Quote each line exactly, from the line that contains "written like (583,315)." down to the last line of the listing, and no other lines.

PROVIDED ENTRIES
** Begin **

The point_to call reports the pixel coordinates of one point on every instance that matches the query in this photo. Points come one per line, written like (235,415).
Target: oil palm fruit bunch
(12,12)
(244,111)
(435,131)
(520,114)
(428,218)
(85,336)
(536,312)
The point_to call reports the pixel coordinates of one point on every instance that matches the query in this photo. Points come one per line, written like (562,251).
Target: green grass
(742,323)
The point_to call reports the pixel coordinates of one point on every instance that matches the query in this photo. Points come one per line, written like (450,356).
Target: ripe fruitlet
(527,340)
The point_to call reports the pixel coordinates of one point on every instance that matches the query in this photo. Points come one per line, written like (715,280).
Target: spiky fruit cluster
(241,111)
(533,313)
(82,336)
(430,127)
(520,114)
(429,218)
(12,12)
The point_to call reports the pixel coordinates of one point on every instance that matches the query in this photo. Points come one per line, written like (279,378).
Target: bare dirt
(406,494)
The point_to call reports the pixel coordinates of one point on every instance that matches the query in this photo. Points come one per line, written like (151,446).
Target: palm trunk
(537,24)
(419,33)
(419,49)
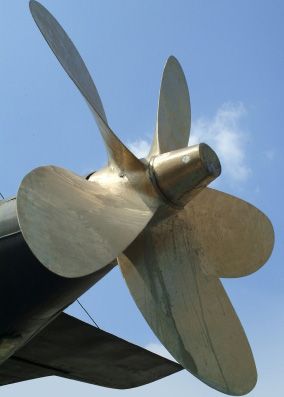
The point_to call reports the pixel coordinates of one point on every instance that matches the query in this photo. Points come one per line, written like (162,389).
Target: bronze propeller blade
(174,116)
(231,236)
(71,61)
(75,227)
(188,310)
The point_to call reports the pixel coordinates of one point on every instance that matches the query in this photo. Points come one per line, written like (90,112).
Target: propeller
(173,236)
(174,116)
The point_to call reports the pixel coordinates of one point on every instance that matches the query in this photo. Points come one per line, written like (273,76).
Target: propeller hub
(181,174)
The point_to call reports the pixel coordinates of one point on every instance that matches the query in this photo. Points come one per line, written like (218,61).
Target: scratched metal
(188,310)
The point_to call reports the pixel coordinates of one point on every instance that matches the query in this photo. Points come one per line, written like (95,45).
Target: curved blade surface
(188,310)
(75,227)
(73,64)
(174,116)
(232,237)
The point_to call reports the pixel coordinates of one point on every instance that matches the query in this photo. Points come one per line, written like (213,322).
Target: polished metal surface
(9,222)
(182,174)
(71,61)
(173,237)
(188,310)
(75,227)
(174,116)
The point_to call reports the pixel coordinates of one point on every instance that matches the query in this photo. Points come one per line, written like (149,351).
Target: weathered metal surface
(188,310)
(231,236)
(76,227)
(71,61)
(8,218)
(174,116)
(30,295)
(73,349)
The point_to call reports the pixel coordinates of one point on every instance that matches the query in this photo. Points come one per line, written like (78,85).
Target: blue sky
(233,58)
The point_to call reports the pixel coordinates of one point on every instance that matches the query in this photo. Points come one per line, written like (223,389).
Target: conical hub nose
(181,174)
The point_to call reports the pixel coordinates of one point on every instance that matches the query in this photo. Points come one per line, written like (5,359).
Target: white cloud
(140,148)
(225,135)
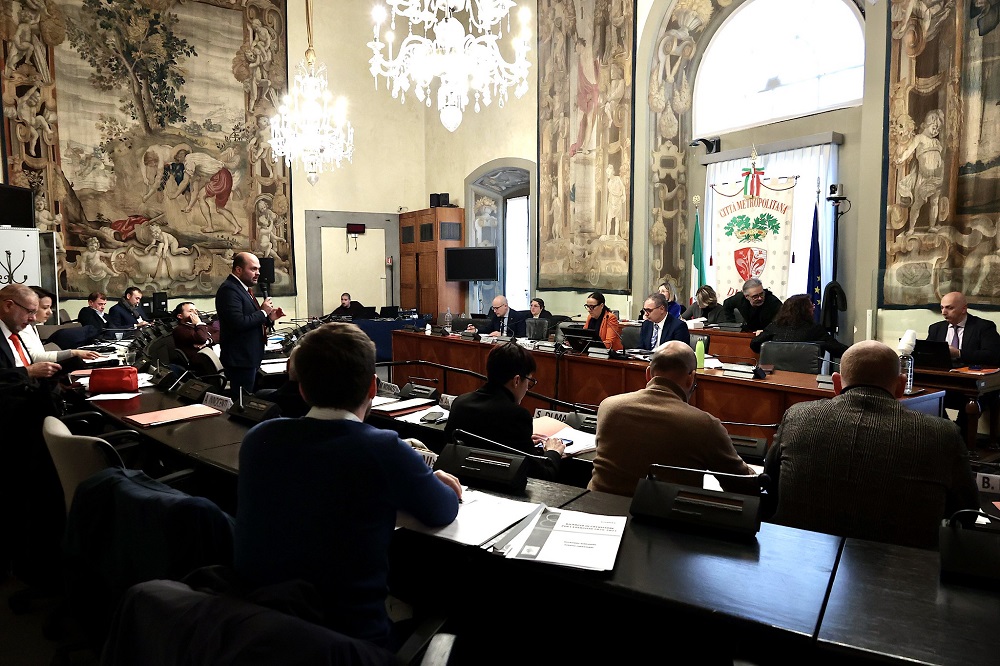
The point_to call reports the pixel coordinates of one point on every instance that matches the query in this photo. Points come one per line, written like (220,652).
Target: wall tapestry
(943,201)
(143,128)
(585,74)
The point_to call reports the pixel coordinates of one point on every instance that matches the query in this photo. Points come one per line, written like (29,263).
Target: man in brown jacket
(656,425)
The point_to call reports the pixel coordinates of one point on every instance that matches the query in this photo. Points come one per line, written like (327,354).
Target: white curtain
(808,164)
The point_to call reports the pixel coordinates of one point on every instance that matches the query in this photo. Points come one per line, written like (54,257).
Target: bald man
(973,341)
(862,465)
(243,322)
(656,425)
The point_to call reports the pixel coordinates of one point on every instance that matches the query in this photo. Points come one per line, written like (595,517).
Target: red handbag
(122,379)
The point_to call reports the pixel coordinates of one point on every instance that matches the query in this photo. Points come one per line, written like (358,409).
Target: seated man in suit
(656,425)
(756,306)
(973,341)
(92,316)
(318,495)
(348,307)
(126,313)
(494,411)
(503,321)
(659,326)
(862,465)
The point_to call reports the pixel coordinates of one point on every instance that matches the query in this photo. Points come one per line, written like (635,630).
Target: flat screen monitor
(17,207)
(470,264)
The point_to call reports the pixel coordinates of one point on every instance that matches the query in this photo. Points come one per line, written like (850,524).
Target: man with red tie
(243,322)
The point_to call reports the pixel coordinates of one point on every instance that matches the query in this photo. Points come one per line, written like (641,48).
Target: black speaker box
(267,270)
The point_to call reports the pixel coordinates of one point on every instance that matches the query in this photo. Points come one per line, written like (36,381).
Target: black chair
(806,357)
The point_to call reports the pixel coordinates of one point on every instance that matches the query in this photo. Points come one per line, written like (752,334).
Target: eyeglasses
(28,310)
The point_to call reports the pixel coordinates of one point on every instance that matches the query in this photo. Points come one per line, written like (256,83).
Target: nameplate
(220,402)
(988,482)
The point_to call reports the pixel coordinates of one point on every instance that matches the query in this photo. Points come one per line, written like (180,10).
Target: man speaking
(243,322)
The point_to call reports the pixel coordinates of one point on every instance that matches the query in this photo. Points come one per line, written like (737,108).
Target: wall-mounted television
(472,264)
(17,207)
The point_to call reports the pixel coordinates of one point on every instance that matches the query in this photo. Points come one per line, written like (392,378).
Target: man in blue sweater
(318,495)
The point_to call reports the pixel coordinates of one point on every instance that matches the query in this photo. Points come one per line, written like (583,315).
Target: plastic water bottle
(906,368)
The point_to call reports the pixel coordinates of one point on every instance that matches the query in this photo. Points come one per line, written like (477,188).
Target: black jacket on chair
(980,340)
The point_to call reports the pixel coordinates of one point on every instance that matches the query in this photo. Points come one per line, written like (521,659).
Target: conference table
(585,380)
(786,593)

** End **

WORKED SOLUTION
The point_to call reports the pixel coordinates of one point on every instance that matches the query in this photo. Points come one per line, written like (583,315).
Target: plastic water bottle
(906,368)
The point_to call reports the pixel coordinates of one point on every instance that matches the query in this photo. Points come one per line, written like (477,188).
Target: black jacket on chair
(980,340)
The point_to call reports the pixel coordinates of one point on every instance that matches the query in this photo. Points come one per line, written like (521,659).
Target: conference table
(585,380)
(786,593)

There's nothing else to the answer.